■ Problem description: Gather every line of the material below that contains the string "white". Case counts, so match it only with the same capitalization.

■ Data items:
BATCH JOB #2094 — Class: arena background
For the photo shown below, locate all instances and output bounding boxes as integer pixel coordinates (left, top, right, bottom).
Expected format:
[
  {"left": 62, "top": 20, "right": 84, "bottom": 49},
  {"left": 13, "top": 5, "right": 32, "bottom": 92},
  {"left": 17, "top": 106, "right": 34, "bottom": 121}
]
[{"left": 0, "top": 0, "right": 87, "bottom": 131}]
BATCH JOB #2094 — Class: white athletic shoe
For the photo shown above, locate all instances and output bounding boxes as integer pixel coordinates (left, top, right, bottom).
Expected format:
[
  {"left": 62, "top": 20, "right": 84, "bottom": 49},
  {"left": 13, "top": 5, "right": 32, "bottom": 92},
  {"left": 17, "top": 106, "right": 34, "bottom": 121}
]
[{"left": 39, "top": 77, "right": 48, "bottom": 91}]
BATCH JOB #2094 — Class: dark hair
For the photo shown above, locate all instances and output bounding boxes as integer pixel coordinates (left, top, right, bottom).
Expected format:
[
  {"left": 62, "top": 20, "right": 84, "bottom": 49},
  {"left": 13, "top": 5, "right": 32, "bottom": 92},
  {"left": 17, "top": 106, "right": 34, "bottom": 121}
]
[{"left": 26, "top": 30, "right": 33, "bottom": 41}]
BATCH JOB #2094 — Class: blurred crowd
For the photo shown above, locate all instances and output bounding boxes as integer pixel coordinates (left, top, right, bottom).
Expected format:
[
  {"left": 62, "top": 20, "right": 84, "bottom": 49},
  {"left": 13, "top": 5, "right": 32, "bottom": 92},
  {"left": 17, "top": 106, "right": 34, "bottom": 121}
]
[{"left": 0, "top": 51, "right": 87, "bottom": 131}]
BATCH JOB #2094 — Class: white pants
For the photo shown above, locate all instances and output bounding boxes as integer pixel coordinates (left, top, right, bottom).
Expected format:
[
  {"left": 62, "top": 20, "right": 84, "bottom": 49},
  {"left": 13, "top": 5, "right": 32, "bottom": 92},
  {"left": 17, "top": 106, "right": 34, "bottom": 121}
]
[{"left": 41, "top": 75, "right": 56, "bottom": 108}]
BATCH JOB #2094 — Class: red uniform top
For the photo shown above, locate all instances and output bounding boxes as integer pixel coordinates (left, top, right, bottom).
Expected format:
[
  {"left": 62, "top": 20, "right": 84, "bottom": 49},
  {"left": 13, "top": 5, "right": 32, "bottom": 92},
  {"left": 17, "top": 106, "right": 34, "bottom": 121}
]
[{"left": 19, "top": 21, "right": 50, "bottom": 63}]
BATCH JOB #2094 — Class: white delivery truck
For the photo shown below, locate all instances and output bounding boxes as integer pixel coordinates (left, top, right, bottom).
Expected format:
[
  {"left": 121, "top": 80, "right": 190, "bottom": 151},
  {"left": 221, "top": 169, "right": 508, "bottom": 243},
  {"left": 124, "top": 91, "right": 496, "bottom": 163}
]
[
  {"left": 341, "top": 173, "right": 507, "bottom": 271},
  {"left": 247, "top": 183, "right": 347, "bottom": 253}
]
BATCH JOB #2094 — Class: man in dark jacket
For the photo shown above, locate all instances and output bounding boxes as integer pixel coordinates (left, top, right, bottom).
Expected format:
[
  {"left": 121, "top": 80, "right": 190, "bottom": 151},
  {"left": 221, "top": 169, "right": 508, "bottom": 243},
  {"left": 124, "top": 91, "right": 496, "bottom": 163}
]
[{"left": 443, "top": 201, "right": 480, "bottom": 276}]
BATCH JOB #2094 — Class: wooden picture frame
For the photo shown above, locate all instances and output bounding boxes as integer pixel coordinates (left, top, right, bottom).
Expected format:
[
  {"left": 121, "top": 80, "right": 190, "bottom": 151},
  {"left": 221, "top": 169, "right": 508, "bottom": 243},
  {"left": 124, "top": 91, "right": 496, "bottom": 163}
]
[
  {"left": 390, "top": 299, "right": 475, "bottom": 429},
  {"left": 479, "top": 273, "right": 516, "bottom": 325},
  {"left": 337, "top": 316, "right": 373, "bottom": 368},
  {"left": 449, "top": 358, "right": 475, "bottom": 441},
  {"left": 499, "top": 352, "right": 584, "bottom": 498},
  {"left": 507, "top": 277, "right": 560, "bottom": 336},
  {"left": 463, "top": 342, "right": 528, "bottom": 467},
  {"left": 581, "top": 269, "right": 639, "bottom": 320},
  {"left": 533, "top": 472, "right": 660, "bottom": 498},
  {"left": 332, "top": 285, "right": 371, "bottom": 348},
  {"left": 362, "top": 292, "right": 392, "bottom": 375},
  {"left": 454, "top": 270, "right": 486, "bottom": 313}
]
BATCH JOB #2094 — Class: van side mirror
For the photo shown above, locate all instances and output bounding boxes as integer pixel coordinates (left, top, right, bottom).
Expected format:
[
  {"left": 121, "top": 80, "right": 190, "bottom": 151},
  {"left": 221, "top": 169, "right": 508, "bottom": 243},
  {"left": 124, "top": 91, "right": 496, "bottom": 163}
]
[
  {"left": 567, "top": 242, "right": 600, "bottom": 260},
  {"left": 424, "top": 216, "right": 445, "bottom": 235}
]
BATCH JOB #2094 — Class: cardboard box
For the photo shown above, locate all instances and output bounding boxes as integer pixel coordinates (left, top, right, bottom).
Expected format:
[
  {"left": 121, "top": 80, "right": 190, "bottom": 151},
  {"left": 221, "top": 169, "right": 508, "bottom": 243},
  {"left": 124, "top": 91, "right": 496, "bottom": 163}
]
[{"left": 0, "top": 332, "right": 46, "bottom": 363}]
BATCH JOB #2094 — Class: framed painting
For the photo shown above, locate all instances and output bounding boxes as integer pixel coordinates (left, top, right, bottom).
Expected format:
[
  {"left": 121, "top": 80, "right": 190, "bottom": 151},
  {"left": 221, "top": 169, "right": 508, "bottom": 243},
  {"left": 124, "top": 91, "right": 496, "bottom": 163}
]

■ Answer to the exercise:
BATCH JOB #2094 — Class: white athletic shoe
BATCH JOB #2094 — Class: white pants
BATCH JOB #2094 — Class: white delivery truck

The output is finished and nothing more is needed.